# Start of Page
Suppose $X_0,X,X_1$ are Hilbert spaces such that $ X_0\overset{\textrm{cpt}}{\hookrightarrow} X\hookrightarrow X_1. $ Suppose $\gamma>0$. Suppose $v_m$ is a sequence all supported in a bounded subset $K$ of $\mathbb{R}$ such that

  • $v_m\to 0$ in $L^2(\mathbb{R};X_0)$ weakly; (2.29)
  • $|\xi|^\gamma\hat{v_m}\to 0$ in $L^2(\mathbb{R};X_1)$ weakly. (2.30)

Then for (fixed large enough) $M>0$, $$ \lim_{m\to\infty}\int_{|\xi|\leq M}\|\hat{v_m}(\xi)\|_{X_1}^2\ d\xi\to 0.\tag{1} $$

Here is my question: Would anybody elaborate why this is true?
# End of Page
# Start of Extracted information
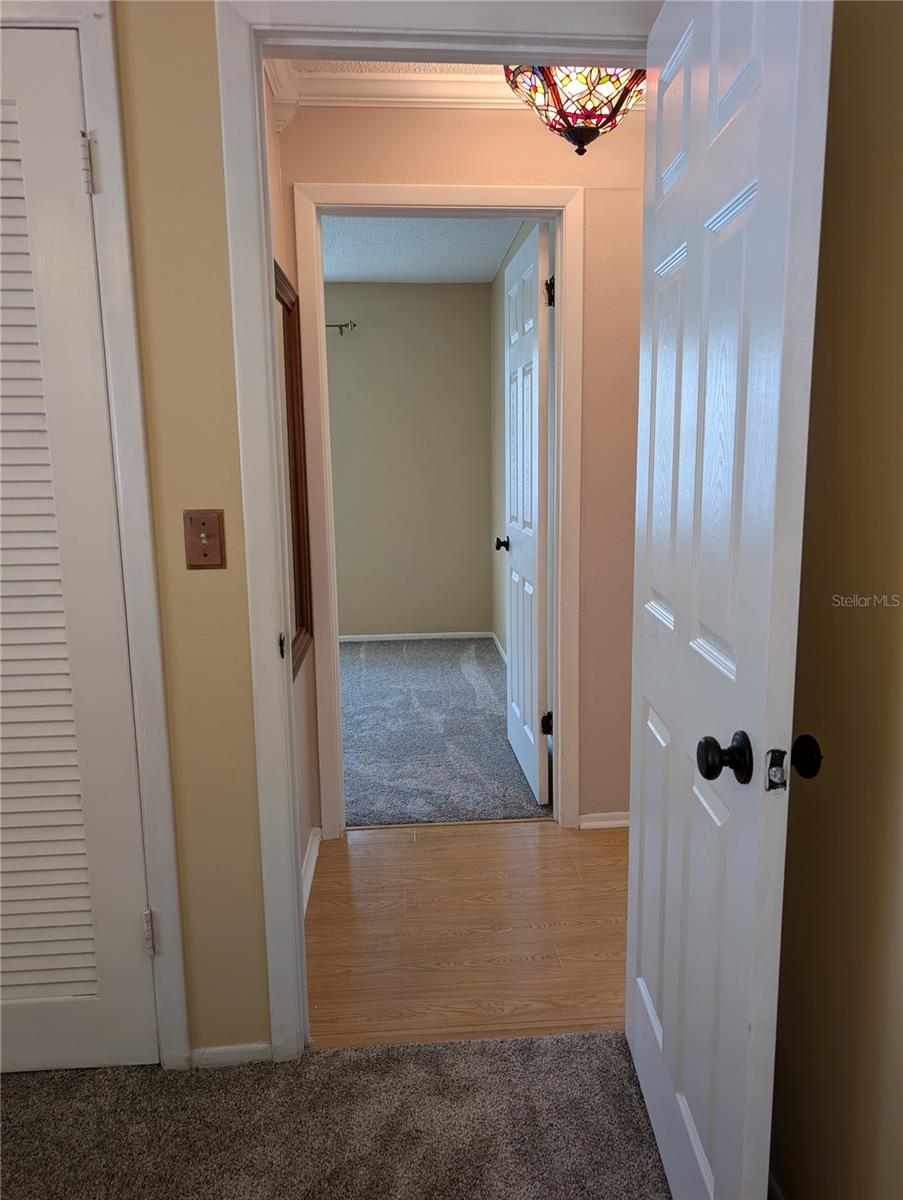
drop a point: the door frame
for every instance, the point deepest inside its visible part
(246, 33)
(94, 24)
(564, 208)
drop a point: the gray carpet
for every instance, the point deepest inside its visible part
(424, 735)
(532, 1119)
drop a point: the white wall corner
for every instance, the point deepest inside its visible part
(604, 821)
(310, 862)
(502, 655)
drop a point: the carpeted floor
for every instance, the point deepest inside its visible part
(531, 1119)
(424, 735)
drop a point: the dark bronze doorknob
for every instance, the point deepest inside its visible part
(711, 759)
(806, 756)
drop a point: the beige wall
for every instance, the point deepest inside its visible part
(169, 94)
(838, 1095)
(419, 147)
(408, 395)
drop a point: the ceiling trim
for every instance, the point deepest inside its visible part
(281, 79)
(441, 46)
(328, 90)
(294, 89)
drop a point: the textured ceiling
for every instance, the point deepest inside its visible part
(342, 66)
(414, 250)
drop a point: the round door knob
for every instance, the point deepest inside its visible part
(711, 759)
(806, 756)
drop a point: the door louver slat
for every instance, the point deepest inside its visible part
(48, 943)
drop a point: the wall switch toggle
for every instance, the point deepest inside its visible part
(204, 539)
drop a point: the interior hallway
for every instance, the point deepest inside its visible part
(486, 930)
(424, 735)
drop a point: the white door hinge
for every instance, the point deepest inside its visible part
(150, 946)
(89, 162)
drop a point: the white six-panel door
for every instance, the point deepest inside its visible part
(525, 489)
(734, 162)
(76, 982)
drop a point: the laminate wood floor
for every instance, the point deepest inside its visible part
(494, 929)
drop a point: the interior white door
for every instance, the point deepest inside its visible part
(525, 489)
(734, 166)
(76, 983)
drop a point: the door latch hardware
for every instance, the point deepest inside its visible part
(806, 756)
(776, 773)
(150, 942)
(711, 759)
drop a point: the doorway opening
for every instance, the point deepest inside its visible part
(430, 460)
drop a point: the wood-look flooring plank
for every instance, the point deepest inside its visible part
(468, 930)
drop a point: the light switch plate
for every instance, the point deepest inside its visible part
(204, 539)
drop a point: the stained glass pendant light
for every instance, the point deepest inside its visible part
(579, 103)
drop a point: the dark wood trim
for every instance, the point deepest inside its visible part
(286, 293)
(303, 630)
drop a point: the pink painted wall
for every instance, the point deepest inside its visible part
(507, 147)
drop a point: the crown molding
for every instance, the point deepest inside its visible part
(328, 90)
(282, 83)
(294, 89)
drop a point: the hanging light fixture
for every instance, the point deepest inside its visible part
(579, 103)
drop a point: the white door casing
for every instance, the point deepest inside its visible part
(734, 165)
(525, 491)
(77, 983)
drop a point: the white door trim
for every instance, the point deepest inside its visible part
(564, 205)
(93, 22)
(240, 52)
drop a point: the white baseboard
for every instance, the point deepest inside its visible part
(310, 862)
(604, 821)
(231, 1056)
(407, 637)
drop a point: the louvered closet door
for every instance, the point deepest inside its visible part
(77, 984)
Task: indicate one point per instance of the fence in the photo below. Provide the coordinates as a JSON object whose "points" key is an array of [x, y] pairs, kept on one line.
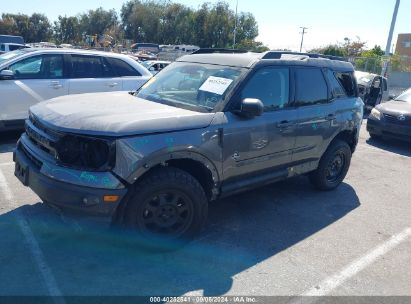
{"points": [[375, 64]]}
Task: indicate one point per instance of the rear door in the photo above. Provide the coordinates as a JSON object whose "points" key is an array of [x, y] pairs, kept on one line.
{"points": [[36, 78], [316, 113], [131, 78], [90, 73]]}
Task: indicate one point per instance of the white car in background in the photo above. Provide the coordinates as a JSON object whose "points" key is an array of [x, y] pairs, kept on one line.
{"points": [[28, 76], [155, 66]]}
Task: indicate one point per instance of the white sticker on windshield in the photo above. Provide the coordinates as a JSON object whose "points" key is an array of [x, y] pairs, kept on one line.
{"points": [[216, 85]]}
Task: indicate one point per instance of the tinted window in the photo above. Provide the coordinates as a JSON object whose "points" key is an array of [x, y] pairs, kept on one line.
{"points": [[336, 89], [311, 87], [122, 68], [271, 86], [87, 67], [348, 83], [39, 67]]}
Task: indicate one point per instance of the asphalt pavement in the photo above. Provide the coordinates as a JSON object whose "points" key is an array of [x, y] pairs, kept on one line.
{"points": [[284, 239]]}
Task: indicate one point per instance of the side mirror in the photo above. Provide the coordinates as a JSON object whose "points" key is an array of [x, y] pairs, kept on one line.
{"points": [[6, 75], [251, 107]]}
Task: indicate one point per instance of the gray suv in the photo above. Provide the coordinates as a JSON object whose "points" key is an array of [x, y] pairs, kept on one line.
{"points": [[207, 126]]}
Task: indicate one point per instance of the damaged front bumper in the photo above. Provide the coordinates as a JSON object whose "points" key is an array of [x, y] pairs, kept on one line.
{"points": [[69, 190]]}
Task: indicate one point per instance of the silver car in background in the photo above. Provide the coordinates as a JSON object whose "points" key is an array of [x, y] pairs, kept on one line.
{"points": [[28, 76]]}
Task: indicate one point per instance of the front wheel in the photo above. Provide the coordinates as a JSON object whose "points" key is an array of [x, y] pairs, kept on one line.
{"points": [[167, 206], [333, 166]]}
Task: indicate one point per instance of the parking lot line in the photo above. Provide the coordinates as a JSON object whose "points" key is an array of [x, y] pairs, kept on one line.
{"points": [[34, 247], [329, 284]]}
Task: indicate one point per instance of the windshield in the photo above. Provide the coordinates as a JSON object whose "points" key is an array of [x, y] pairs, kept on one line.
{"points": [[191, 85], [364, 77], [406, 96], [146, 64], [10, 55]]}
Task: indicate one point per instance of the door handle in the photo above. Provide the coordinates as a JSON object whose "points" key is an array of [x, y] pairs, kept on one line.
{"points": [[55, 85], [330, 117], [284, 124]]}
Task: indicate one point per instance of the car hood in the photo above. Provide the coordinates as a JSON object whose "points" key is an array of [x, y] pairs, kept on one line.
{"points": [[395, 107], [115, 114]]}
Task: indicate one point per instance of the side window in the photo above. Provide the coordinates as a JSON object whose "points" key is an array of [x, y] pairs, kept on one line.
{"points": [[39, 67], [347, 82], [271, 85], [311, 87], [87, 67], [29, 68], [385, 85], [53, 66], [122, 68], [336, 89]]}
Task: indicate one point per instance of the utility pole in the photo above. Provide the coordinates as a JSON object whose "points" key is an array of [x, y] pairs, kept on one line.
{"points": [[302, 37], [389, 41], [235, 24]]}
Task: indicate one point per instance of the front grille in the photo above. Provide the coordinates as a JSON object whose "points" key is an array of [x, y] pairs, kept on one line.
{"points": [[394, 119], [44, 138], [37, 163]]}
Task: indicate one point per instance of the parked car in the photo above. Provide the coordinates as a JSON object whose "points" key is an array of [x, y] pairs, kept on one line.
{"points": [[8, 47], [11, 39], [373, 89], [28, 76], [155, 66], [208, 126], [392, 119]]}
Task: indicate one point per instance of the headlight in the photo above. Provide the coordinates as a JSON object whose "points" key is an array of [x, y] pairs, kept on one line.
{"points": [[85, 152], [375, 114]]}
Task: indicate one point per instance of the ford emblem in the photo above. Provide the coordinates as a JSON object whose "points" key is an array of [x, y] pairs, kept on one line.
{"points": [[401, 118]]}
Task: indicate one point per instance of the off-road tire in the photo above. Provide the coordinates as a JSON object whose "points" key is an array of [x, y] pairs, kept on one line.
{"points": [[320, 177], [165, 179]]}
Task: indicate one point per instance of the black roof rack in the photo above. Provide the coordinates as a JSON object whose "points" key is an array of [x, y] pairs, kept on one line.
{"points": [[221, 51], [277, 55]]}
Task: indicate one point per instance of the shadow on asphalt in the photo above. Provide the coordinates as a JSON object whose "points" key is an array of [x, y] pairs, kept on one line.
{"points": [[242, 231], [8, 140], [391, 145]]}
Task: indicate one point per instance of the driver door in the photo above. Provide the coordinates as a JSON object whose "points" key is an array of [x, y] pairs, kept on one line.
{"points": [[252, 146]]}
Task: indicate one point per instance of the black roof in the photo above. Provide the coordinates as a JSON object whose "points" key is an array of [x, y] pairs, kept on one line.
{"points": [[248, 59]]}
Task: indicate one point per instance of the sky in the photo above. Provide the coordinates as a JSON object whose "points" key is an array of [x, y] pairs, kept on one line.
{"points": [[328, 21]]}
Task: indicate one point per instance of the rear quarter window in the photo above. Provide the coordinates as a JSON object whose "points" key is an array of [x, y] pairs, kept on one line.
{"points": [[122, 68], [347, 81]]}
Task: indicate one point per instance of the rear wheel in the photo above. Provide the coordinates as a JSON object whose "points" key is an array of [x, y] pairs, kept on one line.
{"points": [[333, 166], [168, 206], [374, 136]]}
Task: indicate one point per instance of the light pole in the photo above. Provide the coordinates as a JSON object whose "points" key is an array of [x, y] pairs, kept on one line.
{"points": [[302, 37], [235, 24], [388, 47]]}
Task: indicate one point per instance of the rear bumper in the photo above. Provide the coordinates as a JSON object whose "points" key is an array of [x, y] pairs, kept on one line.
{"points": [[384, 129], [76, 199]]}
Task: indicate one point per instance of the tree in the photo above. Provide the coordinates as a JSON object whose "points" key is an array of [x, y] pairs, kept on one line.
{"points": [[67, 30], [331, 50], [40, 28], [34, 28], [165, 22], [7, 25], [97, 22], [252, 46], [354, 48]]}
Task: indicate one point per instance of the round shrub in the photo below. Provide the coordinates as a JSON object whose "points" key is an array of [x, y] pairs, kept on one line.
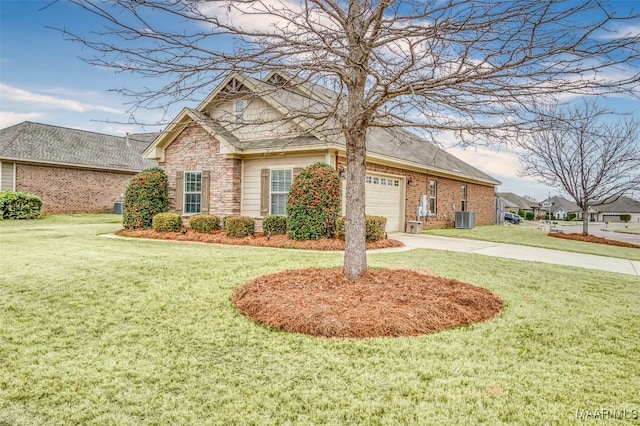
{"points": [[374, 225], [205, 223], [314, 203], [167, 222], [146, 195], [19, 205], [239, 226], [274, 225]]}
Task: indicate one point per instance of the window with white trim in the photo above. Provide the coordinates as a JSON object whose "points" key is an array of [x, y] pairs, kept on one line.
{"points": [[433, 189], [239, 108], [192, 192], [280, 184], [463, 198]]}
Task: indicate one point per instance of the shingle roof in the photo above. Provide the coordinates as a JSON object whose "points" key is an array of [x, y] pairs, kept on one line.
{"points": [[42, 143]]}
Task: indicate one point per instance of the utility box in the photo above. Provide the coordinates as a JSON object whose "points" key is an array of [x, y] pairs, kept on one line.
{"points": [[414, 227]]}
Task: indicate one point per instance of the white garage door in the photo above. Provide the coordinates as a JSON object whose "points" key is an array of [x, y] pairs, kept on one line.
{"points": [[384, 195]]}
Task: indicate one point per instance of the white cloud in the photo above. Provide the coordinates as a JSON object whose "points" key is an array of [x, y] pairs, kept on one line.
{"points": [[9, 118], [16, 94]]}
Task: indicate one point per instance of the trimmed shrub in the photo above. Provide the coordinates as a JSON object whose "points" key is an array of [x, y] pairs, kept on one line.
{"points": [[314, 203], [167, 222], [274, 225], [147, 195], [374, 225], [239, 226], [205, 223], [19, 205]]}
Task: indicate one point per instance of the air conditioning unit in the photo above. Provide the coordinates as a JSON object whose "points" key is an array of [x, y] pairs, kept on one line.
{"points": [[465, 220]]}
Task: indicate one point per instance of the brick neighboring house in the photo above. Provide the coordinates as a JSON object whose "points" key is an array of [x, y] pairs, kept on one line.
{"points": [[72, 170], [236, 153]]}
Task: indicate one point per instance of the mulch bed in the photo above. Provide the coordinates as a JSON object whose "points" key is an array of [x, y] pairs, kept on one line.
{"points": [[592, 239], [386, 302], [259, 240]]}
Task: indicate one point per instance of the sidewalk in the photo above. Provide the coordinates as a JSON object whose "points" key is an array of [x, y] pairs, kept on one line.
{"points": [[511, 251]]}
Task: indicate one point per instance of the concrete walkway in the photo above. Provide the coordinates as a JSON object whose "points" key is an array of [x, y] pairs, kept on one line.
{"points": [[511, 251]]}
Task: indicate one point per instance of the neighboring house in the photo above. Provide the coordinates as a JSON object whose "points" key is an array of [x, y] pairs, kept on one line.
{"points": [[71, 170], [236, 154], [610, 212]]}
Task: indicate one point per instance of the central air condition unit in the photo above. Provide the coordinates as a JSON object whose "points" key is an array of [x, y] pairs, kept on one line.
{"points": [[465, 220]]}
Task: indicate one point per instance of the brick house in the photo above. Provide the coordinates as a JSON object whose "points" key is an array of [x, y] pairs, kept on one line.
{"points": [[72, 170], [238, 151]]}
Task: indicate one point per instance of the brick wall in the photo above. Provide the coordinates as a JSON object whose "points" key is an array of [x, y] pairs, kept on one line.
{"points": [[195, 150], [69, 190], [480, 198]]}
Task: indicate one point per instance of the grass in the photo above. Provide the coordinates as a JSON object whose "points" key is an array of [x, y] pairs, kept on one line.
{"points": [[107, 331], [529, 235]]}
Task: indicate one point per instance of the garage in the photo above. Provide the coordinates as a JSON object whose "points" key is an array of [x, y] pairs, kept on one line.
{"points": [[385, 197]]}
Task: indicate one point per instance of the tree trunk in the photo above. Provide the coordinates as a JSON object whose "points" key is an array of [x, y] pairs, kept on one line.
{"points": [[355, 253]]}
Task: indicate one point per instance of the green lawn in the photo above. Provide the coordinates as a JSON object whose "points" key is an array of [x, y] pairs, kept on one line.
{"points": [[99, 331], [529, 234]]}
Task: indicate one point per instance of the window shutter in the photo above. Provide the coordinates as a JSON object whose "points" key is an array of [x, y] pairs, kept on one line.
{"points": [[179, 192], [264, 192], [205, 197]]}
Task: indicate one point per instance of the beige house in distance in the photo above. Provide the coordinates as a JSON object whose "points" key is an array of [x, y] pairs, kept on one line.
{"points": [[236, 153]]}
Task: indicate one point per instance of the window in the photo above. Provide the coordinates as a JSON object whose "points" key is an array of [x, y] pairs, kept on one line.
{"points": [[432, 196], [280, 183], [192, 192], [239, 110], [463, 197]]}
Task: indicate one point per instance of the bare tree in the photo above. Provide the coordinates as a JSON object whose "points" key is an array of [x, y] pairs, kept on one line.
{"points": [[467, 66], [585, 153]]}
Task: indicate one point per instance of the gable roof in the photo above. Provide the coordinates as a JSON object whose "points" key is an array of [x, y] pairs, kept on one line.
{"points": [[621, 205], [43, 143], [291, 94]]}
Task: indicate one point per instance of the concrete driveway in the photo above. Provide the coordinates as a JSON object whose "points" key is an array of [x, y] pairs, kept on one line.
{"points": [[512, 251]]}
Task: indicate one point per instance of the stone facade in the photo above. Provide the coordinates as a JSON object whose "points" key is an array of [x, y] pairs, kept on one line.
{"points": [[72, 190], [480, 198], [195, 150]]}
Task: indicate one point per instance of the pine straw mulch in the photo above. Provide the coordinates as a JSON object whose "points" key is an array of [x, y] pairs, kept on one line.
{"points": [[592, 239], [385, 302], [258, 240]]}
# End of Extracted information
* [Written problem 1]: In the Hilbert-space excerpt, where are all the functions of the sequence v_m supported?
* [Written problem 2]: Carry the Hilbert-space excerpt forward from its final sentence.
The data shown here is separate material, unrelated to the Hilbert-space excerpt.

* [Task response 1]: In a bounded subset K of ℝ.

* [Task response 2]:
[Added:] For $u:\mathbb{R}\to X_1$, $\hat{u}$ denotes the Fourier transform (when exists) $$ \hat{u}(\xi)=\int_\mathbb{R}e^{-2\pi i \xi x}u(x)\ dx. $$


[Added later 11/26/16] In order to show (1) by the Lebesgue dominated convergence theorem, one essentially needs the following:

  • Show that for each $\xi$ with $|\xi|\leq M$, $\|\hat{v_m}(\xi)\|_{X_1}^2\to 0$ as $m\to\infty$. This is the same as saying that $\hat{v_m}(\xi)\to 0$ in $X_1$ strongly and it is done by showing that $\hat{v_m}(\xi)\to 0$ in $X_0$ weakly thanks to the elaboration in Fabian Wirth's answer.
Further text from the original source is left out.